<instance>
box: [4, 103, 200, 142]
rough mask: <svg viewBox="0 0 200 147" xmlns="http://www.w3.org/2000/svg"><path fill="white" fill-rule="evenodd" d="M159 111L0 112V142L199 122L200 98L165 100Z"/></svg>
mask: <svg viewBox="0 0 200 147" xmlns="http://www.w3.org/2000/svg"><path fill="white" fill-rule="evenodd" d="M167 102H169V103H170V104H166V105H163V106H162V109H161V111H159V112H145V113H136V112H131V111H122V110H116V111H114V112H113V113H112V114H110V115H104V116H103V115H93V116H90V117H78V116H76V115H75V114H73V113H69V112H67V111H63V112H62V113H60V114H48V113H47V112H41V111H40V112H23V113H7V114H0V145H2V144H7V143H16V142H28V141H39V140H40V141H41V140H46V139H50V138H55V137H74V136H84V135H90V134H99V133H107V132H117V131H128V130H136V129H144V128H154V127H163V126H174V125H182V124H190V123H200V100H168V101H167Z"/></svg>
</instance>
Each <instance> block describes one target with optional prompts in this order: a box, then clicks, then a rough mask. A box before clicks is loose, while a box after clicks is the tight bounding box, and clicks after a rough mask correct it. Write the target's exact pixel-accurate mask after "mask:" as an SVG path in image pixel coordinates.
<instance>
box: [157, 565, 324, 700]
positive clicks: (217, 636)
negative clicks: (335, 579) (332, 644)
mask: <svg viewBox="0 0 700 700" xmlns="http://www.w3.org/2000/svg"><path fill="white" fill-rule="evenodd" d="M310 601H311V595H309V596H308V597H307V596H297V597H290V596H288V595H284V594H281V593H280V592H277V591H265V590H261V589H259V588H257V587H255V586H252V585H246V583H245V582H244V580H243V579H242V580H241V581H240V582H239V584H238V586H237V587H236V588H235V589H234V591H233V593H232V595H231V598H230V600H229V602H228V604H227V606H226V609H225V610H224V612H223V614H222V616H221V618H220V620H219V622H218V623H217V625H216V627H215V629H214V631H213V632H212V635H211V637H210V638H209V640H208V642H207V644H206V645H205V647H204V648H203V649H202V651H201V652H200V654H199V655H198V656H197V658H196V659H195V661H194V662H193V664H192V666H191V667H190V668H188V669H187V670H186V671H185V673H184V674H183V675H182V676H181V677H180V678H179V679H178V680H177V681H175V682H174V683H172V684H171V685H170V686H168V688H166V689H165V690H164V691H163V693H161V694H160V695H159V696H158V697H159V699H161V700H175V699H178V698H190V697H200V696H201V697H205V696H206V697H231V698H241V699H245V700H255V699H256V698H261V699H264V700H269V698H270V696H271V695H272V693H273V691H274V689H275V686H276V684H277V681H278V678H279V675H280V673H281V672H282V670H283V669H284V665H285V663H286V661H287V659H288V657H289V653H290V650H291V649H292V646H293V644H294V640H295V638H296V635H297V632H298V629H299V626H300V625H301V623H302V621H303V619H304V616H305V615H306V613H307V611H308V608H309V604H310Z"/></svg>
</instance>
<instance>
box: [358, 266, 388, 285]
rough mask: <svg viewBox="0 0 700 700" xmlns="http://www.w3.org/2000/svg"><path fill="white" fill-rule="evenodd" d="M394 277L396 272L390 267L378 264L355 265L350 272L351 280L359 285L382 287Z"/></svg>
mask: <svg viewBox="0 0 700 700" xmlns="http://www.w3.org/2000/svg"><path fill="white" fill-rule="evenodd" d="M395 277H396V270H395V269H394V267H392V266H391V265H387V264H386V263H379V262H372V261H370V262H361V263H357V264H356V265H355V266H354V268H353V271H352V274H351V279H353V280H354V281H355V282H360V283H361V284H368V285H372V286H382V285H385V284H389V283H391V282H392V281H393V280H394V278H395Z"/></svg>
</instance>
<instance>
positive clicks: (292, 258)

= = =

Go through the data and copy each line exactly as it was written.

Worked solution:
<instance>
box: [4, 103, 200, 142]
rough mask: <svg viewBox="0 0 200 147" xmlns="http://www.w3.org/2000/svg"><path fill="white" fill-rule="evenodd" d="M159 111L0 112V142L199 122L200 98L165 100Z"/></svg>
mask: <svg viewBox="0 0 200 147" xmlns="http://www.w3.org/2000/svg"><path fill="white" fill-rule="evenodd" d="M167 102H169V103H170V104H166V105H163V106H162V109H161V111H159V112H145V113H136V112H131V111H122V110H116V111H114V112H113V113H112V114H110V115H104V116H103V115H93V116H90V117H78V116H76V115H75V114H73V113H69V112H67V111H63V112H62V113H60V114H48V113H47V112H41V111H40V112H23V113H7V114H0V145H2V144H7V143H16V142H28V141H39V140H40V141H41V140H46V139H50V138H55V137H74V136H84V135H90V134H99V133H107V132H117V131H128V130H136V129H144V128H154V127H163V126H174V125H182V124H190V123H200V100H168V101H167Z"/></svg>
</instance>
Each <instance> block describes one target with optional prompts in this order: a box, then clicks, then a rough mask. A box before clicks is loose, while a box after clicks is the tight bounding box, and clicks after a rough mask correct it. Write the target's exact pixel-accurate mask after "mask:" as an SVG path in image pixel coordinates.
<instance>
box: [157, 565, 324, 700]
positive clicks: (217, 636)
negative clicks: (335, 579) (332, 644)
mask: <svg viewBox="0 0 700 700" xmlns="http://www.w3.org/2000/svg"><path fill="white" fill-rule="evenodd" d="M310 601H311V595H309V596H308V597H307V596H297V597H290V596H288V595H284V594H281V593H280V592H277V591H265V590H261V589H259V588H257V587H255V586H252V585H246V583H245V582H244V580H243V579H242V580H241V581H240V582H239V584H238V586H237V587H236V588H235V589H234V591H233V593H232V595H231V598H230V600H229V602H228V604H227V606H226V609H225V610H224V612H223V614H222V616H221V618H220V620H219V622H218V623H217V625H216V627H215V629H214V631H213V632H212V635H211V637H210V638H209V640H208V642H207V644H206V645H205V647H204V648H203V649H202V651H201V652H200V654H199V655H198V656H197V658H196V659H195V661H194V662H193V664H192V666H191V667H190V668H188V669H187V670H186V671H185V673H184V674H183V675H182V676H181V677H180V678H179V679H178V680H177V681H175V682H174V683H172V684H171V685H170V686H168V688H166V689H165V690H164V691H163V693H161V694H160V695H159V696H158V697H159V699H161V700H175V699H178V698H190V697H200V696H201V697H205V696H206V697H231V698H241V699H245V700H255V699H256V698H261V699H264V700H269V698H270V696H271V695H272V693H273V691H274V689H275V686H276V684H277V681H278V678H279V675H280V673H281V672H282V670H283V669H284V665H285V663H286V661H287V659H288V657H289V653H290V650H291V649H292V646H293V644H294V640H295V638H296V635H297V632H298V629H299V626H300V625H301V623H302V621H303V619H304V616H305V615H306V613H307V611H308V608H309V604H310Z"/></svg>
</instance>
<instance>
box: [358, 266, 388, 285]
rough mask: <svg viewBox="0 0 700 700" xmlns="http://www.w3.org/2000/svg"><path fill="white" fill-rule="evenodd" d="M394 277L396 272L390 267L378 264L355 265L350 272L351 280L359 285L382 287Z"/></svg>
mask: <svg viewBox="0 0 700 700" xmlns="http://www.w3.org/2000/svg"><path fill="white" fill-rule="evenodd" d="M395 277H396V270H395V269H394V267H392V266H391V265H387V264H386V263H379V262H372V261H370V262H361V263H357V264H356V265H355V266H354V268H353V271H352V274H351V279H353V280H354V281H355V282H360V283H361V284H368V285H372V286H382V285H385V284H389V283H391V282H392V281H393V280H394V278H395Z"/></svg>
</instance>
<instance>
positive clicks: (292, 258)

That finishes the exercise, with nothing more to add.